(Region annotation entries)
▼
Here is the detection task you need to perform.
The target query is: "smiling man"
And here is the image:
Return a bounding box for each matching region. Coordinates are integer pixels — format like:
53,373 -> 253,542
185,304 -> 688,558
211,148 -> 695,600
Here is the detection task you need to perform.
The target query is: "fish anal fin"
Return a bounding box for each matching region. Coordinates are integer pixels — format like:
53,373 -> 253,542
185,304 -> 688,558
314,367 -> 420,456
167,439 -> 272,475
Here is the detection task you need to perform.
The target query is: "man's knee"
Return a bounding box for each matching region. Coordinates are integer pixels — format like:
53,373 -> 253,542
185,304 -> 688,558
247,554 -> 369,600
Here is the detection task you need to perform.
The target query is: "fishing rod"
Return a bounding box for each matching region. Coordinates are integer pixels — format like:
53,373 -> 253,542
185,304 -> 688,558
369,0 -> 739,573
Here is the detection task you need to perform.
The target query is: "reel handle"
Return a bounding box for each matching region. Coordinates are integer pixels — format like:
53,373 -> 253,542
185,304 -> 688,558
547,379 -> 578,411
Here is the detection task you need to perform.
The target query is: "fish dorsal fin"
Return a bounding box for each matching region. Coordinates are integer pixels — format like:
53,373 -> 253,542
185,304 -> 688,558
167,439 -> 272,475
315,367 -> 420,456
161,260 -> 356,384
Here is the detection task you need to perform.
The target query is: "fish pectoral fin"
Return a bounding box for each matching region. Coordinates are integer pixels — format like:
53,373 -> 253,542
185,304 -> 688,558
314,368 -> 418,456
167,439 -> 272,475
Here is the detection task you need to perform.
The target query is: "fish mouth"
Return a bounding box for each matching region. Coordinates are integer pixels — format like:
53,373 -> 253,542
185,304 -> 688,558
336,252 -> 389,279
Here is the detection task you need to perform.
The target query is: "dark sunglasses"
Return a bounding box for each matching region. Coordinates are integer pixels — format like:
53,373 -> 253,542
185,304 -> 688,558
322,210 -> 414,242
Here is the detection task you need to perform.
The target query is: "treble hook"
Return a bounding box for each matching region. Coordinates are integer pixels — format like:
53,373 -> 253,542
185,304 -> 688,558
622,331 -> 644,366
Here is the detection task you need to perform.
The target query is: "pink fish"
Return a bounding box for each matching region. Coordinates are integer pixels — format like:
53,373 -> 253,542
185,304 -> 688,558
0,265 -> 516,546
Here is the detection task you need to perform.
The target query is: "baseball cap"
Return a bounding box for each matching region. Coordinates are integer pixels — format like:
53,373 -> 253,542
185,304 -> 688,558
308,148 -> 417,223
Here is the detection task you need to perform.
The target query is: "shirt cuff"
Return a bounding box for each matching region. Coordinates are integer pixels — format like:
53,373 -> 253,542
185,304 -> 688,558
▲
Change "detection task" to "labeling task" in everything from the start of the records down to the line containing "322,210 -> 414,242", and give those lines back with nothing else altered.

Written response:
Here is the labeling task you need to perform.
The target query is: "smiling man"
And here is the image:
Return a bounding box for each matching region. Coordinates are integer pixels — format like:
53,373 -> 253,542
185,304 -> 688,558
211,148 -> 695,600
Here is the labeling task you need to perform.
The target query is: "fish anal fin"
Return a bounding box for each matching region. Coordinates are integer pixels — format like:
53,373 -> 253,542
185,304 -> 688,558
314,367 -> 420,456
167,439 -> 272,475
Here is the labeling task you need to perform.
The target query is: "man's knee"
Return a bounding box for each matching region. Coordinates are integer pixels — format like:
53,373 -> 253,542
185,304 -> 688,558
247,554 -> 369,600
Here is the labeling task you need to perform.
The target query is: "fishing rod"
Return a bounding box for each matching region. Coordinates are integer pixels — format like:
53,373 -> 253,542
185,304 -> 688,558
369,0 -> 739,573
Here is the labeling task you need to perform.
The target query is: "reel handle"
Return a bounding box for each matching region. Coordinates are integer pixels — format like:
53,373 -> 253,542
185,304 -> 688,558
547,379 -> 578,411
Here is the labeling task you need to perform.
The target query is: "fish dorsal fin"
Return a bounding box for each matching region. Coordinates are integer pixels — format like:
53,373 -> 253,542
185,304 -> 688,558
167,439 -> 272,475
315,367 -> 420,456
161,260 -> 356,384
Here is the labeling task you need to perform.
The target query is: "fish pectoral fin"
Return a bounding box for each matching region. Coordinates are integer pixels — format like:
53,373 -> 253,542
185,304 -> 688,558
314,368 -> 418,456
167,439 -> 272,475
Here is the labeling task you need to perform.
The target query is: "fish mouth"
Return a bounding box for each matching region. Coordinates are integer pixels — format like:
53,373 -> 253,542
185,304 -> 688,558
336,252 -> 389,279
Here is the labeling task you need to perform.
The target query is: "dark sunglasses"
Return a bounding box for each matching region. Coordinates are integer pixels — format like:
53,373 -> 253,542
185,304 -> 688,558
322,210 -> 414,242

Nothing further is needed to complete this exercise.